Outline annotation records
** start **
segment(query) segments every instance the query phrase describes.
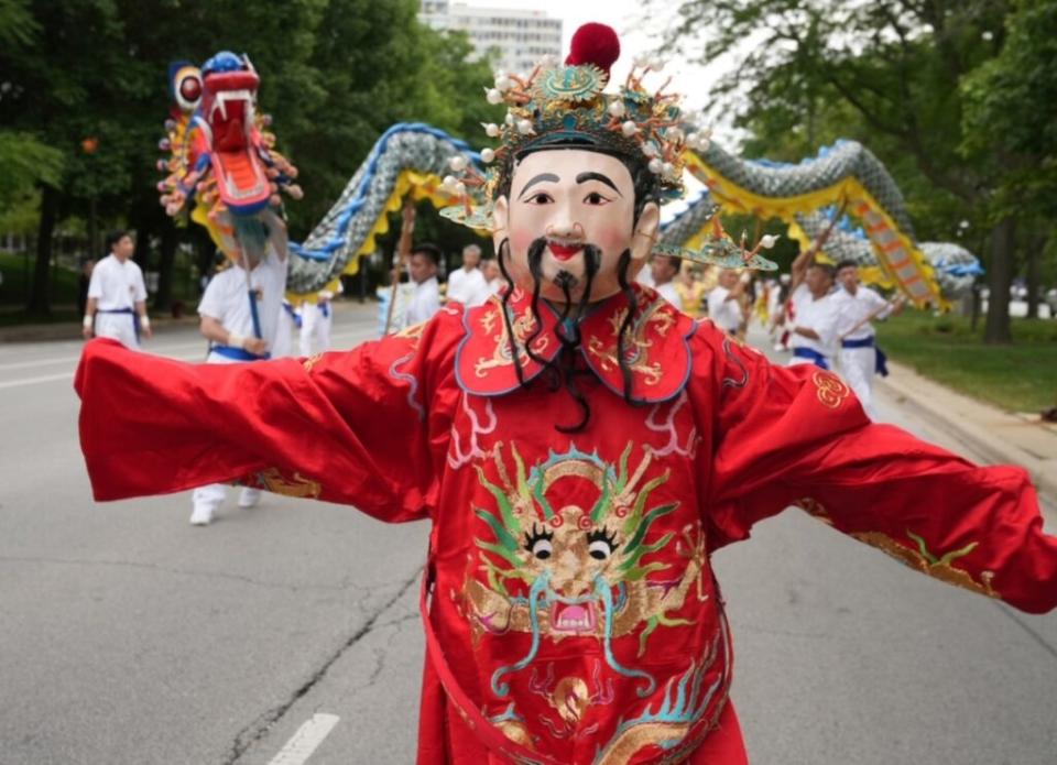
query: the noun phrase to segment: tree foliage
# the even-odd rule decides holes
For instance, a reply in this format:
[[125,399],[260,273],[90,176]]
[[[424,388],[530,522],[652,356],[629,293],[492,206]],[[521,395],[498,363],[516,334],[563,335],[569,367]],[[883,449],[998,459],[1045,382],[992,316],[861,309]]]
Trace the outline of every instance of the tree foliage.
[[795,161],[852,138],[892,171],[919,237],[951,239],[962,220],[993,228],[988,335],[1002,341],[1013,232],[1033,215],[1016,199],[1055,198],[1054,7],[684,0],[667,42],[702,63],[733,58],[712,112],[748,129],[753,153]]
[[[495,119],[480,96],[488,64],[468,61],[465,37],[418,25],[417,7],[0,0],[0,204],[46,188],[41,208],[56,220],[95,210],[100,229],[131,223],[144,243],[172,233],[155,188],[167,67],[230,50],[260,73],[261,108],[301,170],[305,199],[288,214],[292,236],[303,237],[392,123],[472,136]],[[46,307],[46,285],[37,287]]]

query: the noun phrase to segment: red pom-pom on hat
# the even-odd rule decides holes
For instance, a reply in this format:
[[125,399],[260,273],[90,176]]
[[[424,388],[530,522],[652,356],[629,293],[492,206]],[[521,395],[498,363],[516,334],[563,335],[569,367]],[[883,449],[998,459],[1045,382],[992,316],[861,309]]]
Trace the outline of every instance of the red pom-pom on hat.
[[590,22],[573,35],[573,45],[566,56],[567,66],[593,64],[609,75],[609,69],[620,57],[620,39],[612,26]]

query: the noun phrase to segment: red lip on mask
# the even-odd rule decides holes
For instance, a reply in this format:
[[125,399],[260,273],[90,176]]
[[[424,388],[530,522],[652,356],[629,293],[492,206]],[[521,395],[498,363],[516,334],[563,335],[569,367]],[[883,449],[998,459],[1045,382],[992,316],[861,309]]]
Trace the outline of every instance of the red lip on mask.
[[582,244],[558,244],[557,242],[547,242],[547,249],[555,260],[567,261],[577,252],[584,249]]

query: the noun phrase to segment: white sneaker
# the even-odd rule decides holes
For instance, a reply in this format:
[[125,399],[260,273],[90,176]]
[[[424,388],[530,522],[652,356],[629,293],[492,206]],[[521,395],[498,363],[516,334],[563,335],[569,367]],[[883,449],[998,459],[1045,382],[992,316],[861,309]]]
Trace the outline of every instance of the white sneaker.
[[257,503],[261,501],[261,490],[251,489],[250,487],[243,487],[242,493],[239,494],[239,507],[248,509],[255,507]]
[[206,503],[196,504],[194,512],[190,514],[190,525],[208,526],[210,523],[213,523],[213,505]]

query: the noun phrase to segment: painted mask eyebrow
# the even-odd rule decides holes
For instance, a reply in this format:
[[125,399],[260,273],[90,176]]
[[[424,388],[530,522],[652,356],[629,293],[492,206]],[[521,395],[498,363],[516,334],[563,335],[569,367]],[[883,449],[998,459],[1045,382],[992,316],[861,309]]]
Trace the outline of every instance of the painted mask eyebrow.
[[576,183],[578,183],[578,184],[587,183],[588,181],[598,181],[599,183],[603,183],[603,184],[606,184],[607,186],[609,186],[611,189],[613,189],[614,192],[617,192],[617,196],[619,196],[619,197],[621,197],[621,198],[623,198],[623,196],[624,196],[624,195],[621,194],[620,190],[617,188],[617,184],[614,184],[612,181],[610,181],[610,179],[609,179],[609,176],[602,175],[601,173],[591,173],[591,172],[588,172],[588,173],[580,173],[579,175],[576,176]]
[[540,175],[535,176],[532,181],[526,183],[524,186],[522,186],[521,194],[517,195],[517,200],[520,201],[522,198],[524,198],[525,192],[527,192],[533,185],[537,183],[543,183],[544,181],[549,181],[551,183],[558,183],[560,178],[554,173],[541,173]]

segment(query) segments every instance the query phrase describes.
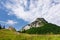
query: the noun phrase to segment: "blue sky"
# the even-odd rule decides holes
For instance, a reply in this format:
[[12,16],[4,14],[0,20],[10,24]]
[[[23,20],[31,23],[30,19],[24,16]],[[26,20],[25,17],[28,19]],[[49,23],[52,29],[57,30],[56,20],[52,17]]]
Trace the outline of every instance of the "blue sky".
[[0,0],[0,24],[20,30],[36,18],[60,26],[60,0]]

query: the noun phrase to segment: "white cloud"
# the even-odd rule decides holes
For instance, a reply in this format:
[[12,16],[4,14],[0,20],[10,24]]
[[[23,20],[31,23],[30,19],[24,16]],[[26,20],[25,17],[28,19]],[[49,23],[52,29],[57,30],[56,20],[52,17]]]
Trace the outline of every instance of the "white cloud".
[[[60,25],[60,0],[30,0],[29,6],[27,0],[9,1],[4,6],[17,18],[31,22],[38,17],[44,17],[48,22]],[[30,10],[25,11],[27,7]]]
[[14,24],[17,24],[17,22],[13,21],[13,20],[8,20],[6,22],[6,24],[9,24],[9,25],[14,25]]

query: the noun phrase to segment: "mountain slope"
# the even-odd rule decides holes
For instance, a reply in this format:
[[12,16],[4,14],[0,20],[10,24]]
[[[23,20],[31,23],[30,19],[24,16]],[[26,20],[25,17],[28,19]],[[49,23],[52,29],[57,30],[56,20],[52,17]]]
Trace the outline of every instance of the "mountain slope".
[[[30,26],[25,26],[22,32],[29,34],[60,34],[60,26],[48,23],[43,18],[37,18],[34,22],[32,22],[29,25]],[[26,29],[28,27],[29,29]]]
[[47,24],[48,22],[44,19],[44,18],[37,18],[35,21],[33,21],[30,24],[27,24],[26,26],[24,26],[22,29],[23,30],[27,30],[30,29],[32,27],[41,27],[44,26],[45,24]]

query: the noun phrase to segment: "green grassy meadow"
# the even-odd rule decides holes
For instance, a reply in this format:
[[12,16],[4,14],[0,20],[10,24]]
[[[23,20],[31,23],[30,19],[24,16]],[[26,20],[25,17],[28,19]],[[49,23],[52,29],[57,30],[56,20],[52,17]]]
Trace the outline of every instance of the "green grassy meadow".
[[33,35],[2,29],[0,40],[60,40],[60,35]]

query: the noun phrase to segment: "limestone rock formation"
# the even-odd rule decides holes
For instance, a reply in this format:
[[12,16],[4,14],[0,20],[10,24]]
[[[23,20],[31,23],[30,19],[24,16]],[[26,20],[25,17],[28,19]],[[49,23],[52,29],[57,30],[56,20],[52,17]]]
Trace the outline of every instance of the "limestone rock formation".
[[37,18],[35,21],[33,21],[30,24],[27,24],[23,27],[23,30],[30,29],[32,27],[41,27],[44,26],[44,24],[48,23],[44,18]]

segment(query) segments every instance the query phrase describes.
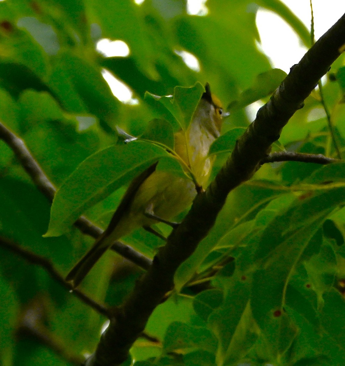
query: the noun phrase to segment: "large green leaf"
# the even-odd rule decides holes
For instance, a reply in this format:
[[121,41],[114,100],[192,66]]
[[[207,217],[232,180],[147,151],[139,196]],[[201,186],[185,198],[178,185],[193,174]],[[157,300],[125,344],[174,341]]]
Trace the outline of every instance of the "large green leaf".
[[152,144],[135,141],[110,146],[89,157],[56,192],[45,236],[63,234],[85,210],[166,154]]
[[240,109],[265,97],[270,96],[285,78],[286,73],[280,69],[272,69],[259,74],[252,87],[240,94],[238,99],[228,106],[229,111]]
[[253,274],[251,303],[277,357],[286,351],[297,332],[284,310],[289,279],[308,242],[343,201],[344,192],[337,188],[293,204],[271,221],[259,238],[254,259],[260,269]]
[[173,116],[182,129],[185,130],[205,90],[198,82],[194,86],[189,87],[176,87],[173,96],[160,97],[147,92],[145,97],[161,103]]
** end **
** start **
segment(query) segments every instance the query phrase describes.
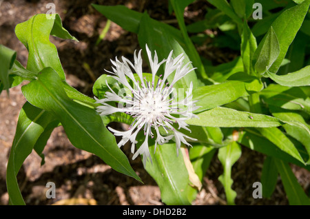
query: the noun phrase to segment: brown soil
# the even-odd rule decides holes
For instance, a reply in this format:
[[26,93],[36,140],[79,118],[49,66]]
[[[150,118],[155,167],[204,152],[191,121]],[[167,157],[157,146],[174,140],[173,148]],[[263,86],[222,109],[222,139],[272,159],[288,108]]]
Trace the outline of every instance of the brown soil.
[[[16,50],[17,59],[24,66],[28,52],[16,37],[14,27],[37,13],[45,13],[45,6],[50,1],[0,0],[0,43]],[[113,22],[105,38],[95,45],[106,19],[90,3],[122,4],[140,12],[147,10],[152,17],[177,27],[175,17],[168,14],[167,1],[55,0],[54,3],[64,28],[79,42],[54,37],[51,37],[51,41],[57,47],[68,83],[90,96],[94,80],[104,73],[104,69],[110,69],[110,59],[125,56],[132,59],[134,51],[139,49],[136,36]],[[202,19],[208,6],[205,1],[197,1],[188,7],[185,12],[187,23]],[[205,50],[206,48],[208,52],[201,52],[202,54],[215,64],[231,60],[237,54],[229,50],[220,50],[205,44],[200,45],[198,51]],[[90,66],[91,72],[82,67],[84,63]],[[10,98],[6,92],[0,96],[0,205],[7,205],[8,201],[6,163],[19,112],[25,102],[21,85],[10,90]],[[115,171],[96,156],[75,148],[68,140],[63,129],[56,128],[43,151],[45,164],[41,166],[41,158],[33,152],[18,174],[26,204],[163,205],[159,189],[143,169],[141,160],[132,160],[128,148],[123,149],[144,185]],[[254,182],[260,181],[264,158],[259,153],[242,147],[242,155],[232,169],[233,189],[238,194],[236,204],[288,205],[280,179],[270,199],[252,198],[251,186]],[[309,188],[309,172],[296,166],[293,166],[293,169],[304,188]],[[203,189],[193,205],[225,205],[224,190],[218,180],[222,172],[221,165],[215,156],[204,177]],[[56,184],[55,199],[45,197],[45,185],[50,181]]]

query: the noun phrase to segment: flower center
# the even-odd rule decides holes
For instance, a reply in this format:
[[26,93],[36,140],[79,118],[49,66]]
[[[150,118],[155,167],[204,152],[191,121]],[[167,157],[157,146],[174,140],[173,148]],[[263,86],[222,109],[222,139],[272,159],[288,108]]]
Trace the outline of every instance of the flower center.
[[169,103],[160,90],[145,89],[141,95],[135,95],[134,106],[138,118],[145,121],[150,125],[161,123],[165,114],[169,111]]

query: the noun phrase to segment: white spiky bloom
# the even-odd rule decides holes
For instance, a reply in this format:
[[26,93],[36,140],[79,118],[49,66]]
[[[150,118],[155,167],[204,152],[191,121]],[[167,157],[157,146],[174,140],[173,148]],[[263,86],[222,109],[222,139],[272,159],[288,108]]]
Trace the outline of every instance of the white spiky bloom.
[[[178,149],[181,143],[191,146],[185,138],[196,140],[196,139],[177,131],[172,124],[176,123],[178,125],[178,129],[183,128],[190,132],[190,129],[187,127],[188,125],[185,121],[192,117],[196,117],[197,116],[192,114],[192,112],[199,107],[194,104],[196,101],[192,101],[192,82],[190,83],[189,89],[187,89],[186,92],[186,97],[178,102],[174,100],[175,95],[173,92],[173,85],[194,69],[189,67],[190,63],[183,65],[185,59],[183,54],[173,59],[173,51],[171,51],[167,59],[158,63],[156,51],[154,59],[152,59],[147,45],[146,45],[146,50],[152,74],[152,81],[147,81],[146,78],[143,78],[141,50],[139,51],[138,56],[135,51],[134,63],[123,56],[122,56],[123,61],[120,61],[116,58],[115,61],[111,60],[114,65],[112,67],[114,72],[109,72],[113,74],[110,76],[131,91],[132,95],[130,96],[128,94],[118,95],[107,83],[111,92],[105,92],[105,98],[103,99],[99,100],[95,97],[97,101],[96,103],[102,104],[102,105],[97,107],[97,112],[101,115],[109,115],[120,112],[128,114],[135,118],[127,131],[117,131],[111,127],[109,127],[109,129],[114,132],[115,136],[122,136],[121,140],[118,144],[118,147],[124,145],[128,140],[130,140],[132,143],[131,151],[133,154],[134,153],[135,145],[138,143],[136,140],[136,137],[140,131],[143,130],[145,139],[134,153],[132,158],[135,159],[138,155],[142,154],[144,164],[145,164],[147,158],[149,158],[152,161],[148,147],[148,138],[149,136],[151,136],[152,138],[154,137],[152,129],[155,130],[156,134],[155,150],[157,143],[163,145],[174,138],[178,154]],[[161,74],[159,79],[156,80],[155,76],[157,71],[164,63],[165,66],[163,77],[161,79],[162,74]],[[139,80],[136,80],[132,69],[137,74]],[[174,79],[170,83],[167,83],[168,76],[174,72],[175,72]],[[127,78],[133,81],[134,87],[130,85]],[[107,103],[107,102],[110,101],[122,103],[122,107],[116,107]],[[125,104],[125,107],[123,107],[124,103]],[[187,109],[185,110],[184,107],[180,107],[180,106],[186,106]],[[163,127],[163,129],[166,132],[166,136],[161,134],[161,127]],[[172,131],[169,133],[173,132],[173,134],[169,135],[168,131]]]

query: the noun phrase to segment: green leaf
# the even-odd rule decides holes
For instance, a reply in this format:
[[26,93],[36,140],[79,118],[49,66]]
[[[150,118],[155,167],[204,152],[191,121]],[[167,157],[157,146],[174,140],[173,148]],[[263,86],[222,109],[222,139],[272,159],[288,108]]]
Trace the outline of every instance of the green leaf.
** end **
**REQUIREMENT**
State how many lines in the records above contain the string "cloud". Reply with the number alone.

**ANSWER FOR THE TASK**
2